Records excerpted from a collection
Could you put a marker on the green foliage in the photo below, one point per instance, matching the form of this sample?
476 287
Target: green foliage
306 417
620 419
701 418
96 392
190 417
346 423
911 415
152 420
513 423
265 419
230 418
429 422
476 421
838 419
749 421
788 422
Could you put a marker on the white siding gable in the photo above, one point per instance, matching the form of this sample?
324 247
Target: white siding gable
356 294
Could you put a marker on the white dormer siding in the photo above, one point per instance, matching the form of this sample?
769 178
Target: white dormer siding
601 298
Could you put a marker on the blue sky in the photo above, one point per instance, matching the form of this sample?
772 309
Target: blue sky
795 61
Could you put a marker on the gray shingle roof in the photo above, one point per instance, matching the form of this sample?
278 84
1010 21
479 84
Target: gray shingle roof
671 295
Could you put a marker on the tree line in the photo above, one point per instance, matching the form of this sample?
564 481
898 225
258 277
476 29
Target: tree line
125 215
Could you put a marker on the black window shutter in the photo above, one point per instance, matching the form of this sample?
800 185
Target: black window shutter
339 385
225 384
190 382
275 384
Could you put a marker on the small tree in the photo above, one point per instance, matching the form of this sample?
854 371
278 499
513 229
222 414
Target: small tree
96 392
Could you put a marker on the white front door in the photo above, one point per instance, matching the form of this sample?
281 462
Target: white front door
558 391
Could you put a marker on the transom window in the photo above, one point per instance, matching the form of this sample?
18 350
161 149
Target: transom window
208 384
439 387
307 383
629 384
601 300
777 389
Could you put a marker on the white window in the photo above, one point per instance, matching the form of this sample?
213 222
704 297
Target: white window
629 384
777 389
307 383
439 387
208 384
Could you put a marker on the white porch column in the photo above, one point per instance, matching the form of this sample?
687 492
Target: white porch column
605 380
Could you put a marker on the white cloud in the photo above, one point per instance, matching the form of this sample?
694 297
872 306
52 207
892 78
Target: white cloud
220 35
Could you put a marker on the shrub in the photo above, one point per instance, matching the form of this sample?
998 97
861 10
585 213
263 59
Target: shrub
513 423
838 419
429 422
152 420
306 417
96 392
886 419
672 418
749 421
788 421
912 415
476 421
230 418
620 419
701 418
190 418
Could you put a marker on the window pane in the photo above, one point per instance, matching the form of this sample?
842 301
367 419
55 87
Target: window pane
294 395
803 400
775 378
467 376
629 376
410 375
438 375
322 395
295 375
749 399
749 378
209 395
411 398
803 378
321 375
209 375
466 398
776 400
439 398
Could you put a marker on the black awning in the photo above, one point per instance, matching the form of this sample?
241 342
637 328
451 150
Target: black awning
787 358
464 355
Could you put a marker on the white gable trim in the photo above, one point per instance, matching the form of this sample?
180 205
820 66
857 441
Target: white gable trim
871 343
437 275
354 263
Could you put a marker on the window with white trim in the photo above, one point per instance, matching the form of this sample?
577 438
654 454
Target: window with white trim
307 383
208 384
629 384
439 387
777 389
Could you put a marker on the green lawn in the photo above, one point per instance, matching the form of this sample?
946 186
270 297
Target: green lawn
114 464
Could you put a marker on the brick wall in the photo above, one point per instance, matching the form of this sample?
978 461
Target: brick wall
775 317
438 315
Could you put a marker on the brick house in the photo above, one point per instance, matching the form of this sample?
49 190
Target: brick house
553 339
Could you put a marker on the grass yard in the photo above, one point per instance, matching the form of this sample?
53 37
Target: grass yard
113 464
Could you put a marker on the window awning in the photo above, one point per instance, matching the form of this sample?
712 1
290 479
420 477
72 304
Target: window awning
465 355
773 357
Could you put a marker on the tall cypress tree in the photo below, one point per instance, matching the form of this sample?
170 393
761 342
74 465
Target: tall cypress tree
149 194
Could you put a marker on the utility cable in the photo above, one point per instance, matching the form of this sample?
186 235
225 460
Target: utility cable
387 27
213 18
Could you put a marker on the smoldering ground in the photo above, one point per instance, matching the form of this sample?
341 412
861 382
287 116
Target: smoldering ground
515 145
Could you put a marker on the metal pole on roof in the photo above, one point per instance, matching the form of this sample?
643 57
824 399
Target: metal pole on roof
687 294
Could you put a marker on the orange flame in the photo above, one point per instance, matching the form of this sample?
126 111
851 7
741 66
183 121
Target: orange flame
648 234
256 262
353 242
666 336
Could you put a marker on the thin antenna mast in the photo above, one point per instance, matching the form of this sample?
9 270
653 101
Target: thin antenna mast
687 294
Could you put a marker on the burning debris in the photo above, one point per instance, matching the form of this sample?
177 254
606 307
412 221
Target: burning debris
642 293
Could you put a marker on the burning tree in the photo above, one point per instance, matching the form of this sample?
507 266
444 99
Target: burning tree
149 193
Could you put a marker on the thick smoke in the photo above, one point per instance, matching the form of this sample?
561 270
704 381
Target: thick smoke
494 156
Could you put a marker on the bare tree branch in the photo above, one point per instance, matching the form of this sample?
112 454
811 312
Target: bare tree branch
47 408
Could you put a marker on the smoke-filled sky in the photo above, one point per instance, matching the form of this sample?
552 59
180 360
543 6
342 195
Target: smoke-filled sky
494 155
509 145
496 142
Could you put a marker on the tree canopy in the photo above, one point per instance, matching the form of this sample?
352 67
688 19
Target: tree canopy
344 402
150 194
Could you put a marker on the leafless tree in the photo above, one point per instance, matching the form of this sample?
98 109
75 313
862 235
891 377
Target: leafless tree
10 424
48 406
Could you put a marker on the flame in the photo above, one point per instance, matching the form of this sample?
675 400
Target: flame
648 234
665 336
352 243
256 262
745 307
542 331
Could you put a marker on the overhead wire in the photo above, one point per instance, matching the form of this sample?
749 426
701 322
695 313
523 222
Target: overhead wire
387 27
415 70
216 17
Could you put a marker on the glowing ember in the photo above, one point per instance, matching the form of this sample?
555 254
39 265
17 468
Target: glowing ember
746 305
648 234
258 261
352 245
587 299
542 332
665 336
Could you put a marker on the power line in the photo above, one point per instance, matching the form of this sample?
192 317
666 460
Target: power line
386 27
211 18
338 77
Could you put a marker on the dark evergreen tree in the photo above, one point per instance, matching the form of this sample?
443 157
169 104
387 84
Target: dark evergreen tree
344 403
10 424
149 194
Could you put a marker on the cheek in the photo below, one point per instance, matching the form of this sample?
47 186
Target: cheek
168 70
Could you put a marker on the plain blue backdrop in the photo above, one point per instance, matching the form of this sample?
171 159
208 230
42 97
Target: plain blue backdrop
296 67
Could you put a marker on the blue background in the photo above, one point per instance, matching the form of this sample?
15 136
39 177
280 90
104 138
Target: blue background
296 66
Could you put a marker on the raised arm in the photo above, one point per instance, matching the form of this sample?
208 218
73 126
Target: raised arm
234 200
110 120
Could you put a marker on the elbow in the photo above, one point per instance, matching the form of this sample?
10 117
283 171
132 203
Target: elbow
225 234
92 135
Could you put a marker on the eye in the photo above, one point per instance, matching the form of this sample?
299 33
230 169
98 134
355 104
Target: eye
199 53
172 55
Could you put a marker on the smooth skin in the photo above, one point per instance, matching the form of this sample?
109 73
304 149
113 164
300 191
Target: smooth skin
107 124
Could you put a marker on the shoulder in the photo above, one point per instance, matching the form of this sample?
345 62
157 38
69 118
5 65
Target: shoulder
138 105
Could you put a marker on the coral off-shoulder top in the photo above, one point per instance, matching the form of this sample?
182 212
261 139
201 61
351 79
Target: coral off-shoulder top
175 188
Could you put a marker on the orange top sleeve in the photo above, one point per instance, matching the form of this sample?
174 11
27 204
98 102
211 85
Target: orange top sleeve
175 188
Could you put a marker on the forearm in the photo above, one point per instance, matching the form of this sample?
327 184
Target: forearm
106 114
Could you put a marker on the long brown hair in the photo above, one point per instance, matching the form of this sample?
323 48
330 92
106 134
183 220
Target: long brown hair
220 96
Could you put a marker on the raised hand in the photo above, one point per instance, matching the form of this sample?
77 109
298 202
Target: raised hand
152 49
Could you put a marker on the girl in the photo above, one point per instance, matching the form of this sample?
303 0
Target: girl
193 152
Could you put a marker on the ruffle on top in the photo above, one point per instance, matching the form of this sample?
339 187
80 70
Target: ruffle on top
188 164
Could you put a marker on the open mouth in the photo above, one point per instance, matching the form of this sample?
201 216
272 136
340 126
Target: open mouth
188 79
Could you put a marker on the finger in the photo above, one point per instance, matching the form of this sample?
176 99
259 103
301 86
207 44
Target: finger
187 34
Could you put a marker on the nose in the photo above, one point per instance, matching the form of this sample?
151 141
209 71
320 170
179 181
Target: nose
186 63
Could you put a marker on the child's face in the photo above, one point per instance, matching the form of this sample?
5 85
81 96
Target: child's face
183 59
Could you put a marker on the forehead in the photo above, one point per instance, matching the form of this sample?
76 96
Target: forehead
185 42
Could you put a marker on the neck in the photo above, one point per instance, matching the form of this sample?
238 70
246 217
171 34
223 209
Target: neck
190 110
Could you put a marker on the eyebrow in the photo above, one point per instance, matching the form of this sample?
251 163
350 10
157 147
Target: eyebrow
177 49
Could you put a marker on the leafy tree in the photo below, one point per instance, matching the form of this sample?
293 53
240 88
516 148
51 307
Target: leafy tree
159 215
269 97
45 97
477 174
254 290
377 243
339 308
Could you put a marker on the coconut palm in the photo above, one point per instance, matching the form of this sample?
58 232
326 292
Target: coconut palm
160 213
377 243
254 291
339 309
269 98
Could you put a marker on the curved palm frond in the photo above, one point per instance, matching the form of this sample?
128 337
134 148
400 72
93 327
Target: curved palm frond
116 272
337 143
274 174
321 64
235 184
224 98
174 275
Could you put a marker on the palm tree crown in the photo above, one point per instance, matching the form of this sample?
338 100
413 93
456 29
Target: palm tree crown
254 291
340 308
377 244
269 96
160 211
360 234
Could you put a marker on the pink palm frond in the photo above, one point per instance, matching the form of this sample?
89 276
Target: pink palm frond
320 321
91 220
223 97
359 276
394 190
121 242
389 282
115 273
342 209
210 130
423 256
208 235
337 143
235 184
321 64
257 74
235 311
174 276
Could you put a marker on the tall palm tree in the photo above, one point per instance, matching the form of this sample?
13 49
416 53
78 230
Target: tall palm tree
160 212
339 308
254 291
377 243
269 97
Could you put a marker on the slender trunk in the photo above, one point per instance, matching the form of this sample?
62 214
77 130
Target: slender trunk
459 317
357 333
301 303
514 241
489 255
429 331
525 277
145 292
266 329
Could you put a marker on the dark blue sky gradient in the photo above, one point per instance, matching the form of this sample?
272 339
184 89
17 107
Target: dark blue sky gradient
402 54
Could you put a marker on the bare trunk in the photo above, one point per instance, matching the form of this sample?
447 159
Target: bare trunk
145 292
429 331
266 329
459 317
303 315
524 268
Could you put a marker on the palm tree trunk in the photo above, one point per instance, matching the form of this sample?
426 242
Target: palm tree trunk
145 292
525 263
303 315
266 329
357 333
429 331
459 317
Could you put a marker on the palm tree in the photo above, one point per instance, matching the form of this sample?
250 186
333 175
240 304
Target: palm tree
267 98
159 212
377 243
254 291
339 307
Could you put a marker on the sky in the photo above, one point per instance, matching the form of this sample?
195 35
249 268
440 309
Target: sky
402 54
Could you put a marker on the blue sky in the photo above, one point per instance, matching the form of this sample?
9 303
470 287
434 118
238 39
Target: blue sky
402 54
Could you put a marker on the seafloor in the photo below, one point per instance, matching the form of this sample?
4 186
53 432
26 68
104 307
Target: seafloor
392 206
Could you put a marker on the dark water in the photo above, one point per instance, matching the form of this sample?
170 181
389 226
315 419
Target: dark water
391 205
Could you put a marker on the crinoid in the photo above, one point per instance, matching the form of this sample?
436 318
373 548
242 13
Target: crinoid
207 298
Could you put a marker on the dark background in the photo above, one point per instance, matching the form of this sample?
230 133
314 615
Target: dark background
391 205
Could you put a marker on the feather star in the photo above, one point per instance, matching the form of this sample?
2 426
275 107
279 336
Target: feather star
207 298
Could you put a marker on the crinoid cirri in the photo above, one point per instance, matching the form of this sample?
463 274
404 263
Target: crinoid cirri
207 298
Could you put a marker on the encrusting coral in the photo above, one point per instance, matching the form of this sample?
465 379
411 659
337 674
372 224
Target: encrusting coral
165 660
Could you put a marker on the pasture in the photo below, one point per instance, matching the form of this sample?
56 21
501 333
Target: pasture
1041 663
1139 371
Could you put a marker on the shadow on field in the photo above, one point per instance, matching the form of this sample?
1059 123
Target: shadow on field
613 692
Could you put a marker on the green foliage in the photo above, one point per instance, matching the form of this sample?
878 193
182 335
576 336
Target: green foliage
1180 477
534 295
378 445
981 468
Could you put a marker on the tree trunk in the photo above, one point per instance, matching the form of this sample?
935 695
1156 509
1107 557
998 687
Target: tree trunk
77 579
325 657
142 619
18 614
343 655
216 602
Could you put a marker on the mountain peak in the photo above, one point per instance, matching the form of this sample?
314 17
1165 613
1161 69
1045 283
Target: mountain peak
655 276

Exercise goal: Everything from the line containing "Could you put a marker on the shadow" through the final line of the listing, inclusive, must be reproduced exactly; leave out the rest.

Complete response:
Could you put a marker on the shadow on field in the photo above, one point per instance, matching the form of this sample?
1059 123
Target: shadow on field
613 692
Could you put a marker on the green foliage in the photo above, one point per instance, matching the form of this sample?
878 193
182 335
576 336
Target: green foliage
1180 477
534 295
378 445
981 468
Could you put a marker on the tree trunk in the photo above, one point per instance, matching the form of this sample?
935 695
1156 509
1107 557
998 687
Target: tree trunk
77 579
325 657
142 619
18 614
343 655
216 602
Could you put a marker on the mountain peak in the photo above, one point per instance, matching the form of this sample?
314 17
1165 613
1161 69
1045 283
Target: mountain peak
655 276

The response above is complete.